- **Excerpted text**:
/---

And then there were three... (weekly review)By Vadim Borshchev, special to Prague Watchdog
Recently Ramzan Kadyrov has been painting the image of the enemy in terms that are contradictory and changeable, but interesting none the less. A highlight of the information on the life and work of the mujahedin which Chechnya’s head generously shared with us last week was the sensational news of a sharp reduction in the enemy’s numbers. While earlier Kadyrov had counted 70 warriors in the ranks of the insurgents, on Saturday June 27 that figure was radically altered. On the territory of the republic, according to its leader, "the problem of the liquidation of the illegal armed formations has practically been solved. Only some two dozen fighters remain in the hills." As to where the other 50 had “evaporated" to, there was not a word.
The new calculations appear to be based more on Kadyrov’s faith in the magical power of arithmetic than on data from the field. However, despite its sensational character this statement by the republic’s leader went unnoticed. It was not circulated in the news, either in the newspapers or on television. Reporters and journalists have long grown accustomed to Kadyrov’s easy – though now and then clumsy –way with words as he weaves them into the most unusual figures of speech. And the message these combinations convey have more to do with the speaker’s psychological condition than they have to do with reality.

\---

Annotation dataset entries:

/---

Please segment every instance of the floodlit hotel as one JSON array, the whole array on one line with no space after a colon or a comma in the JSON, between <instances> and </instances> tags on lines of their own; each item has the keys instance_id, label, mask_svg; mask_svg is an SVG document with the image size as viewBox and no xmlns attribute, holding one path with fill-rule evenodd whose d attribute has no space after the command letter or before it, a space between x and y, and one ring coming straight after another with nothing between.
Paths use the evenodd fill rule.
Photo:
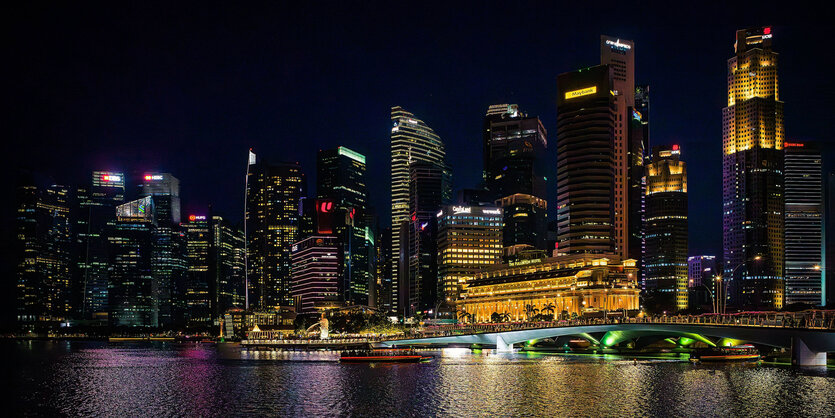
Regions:
<instances>
[{"instance_id":1,"label":"floodlit hotel","mask_svg":"<svg viewBox=\"0 0 835 418\"><path fill-rule=\"evenodd\" d=\"M520 260L477 273L465 285L459 311L489 322L495 313L510 321L527 319L527 305L540 313L579 316L640 308L635 260L615 255L578 254ZM550 309L549 309L550 308ZM553 310L553 311L551 311Z\"/></svg>"}]
</instances>

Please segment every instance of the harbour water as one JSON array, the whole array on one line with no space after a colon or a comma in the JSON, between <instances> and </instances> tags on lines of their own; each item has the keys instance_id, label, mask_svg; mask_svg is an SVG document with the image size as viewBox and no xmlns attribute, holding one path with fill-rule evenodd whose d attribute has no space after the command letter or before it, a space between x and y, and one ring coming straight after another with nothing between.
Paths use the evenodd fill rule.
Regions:
<instances>
[{"instance_id":1,"label":"harbour water","mask_svg":"<svg viewBox=\"0 0 835 418\"><path fill-rule=\"evenodd\" d=\"M835 415L832 369L468 349L417 364L231 344L3 341L0 351L11 416Z\"/></svg>"}]
</instances>

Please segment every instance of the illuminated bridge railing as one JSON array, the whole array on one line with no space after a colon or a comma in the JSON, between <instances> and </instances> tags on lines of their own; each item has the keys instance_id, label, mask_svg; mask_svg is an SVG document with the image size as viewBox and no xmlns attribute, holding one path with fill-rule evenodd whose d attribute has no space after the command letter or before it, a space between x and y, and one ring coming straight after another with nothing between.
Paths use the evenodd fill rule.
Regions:
<instances>
[{"instance_id":1,"label":"illuminated bridge railing","mask_svg":"<svg viewBox=\"0 0 835 418\"><path fill-rule=\"evenodd\" d=\"M541 322L477 323L432 325L418 334L421 338L480 333L524 331L528 329L577 327L615 324L688 324L710 326L799 328L835 331L835 310L804 312L742 312L738 314L705 314L694 316L654 316L623 318L611 315L607 318L579 318Z\"/></svg>"}]
</instances>

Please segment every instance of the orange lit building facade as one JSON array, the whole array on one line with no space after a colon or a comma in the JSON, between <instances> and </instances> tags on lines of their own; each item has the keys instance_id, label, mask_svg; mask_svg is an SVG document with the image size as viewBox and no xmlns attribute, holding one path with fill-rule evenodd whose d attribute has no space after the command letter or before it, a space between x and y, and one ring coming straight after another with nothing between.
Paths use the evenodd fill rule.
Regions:
<instances>
[{"instance_id":1,"label":"orange lit building facade","mask_svg":"<svg viewBox=\"0 0 835 418\"><path fill-rule=\"evenodd\" d=\"M635 260L583 254L522 260L478 273L457 308L475 315L475 322L489 322L493 313L507 313L515 322L528 319L528 305L555 317L563 311L582 316L637 310L639 292Z\"/></svg>"}]
</instances>

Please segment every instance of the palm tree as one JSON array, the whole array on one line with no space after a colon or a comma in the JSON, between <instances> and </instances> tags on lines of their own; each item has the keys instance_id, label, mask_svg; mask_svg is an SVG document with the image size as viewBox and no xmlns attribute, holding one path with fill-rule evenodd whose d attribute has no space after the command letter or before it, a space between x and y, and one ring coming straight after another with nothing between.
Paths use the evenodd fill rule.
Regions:
<instances>
[{"instance_id":1,"label":"palm tree","mask_svg":"<svg viewBox=\"0 0 835 418\"><path fill-rule=\"evenodd\" d=\"M534 315L539 312L539 309L536 309L536 306L532 303L525 305L525 315L528 317L528 321L533 318Z\"/></svg>"}]
</instances>

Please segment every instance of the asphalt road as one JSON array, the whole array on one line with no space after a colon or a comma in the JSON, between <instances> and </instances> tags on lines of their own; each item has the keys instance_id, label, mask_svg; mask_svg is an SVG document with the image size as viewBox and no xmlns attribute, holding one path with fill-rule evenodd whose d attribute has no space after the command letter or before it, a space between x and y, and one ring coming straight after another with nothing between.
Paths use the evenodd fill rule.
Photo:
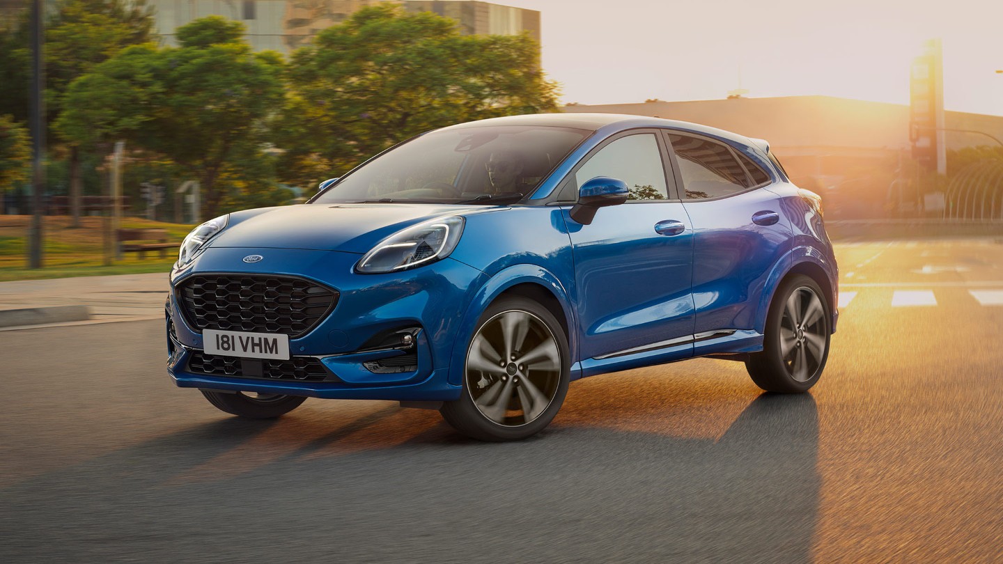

\---

- **Directions**:
**a.** Answer from the weekly review:
(i) How many warriors had Kadyrov counted earlier in the insurgents' ranks?
(ii) On what date was that figure radically altered?
(iii) Where was his statement not circulated?
**b.** Translate this sentence from the weekly review into Spanish: "It was not circulated in the news, either in the newspapers or on television."
**c.** Rewrite the stretch of the weekly review from "The new calculations" through "do with reality.", substituting "radio" for "television".
The records are separate material, apart from the text.

- **Results of the tasks**:
**a.**
(i) 70
(ii) Saturday June 27
(iii) In the news, either in the newspapers or on television

**b.** No se difundió en las noticias, ni en los periódicos ni en la televisión.

**c.**
The new calculations appear to be based more on Kadyrov’s faith in the magical power of arithmetic than on data from the field. However, despite its sensational character this statement by the republic’s leader went unnoticed. It was not circulated in the news, either in the newspapers or on radio. Reporters and journalists have long grown accustomed to Kadyrov’s easy – though now and then clumsy –way with words as he weaves them into the most unusual figures of speech. And the message these combinations convey have more to do with the speaker’s psychological condition than they have to do with reality.